=== DATA SUPPLIED ===

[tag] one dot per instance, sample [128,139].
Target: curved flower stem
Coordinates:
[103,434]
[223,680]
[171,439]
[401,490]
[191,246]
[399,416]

===

# PROBLEM DETAILS:
Rewrite every line of the data above, requests included, scaling each point coordinate in the answers by 2 and rounding to whole numbers, with halves going up. Leave the numbers in the requests and their format samples as they are.

# COMPLETE OUTPUT:
[tag] one dot per instance, sample [128,139].
Target: curved flower stem
Coordinates:
[206,868]
[446,1360]
[342,878]
[802,980]
[382,492]
[798,832]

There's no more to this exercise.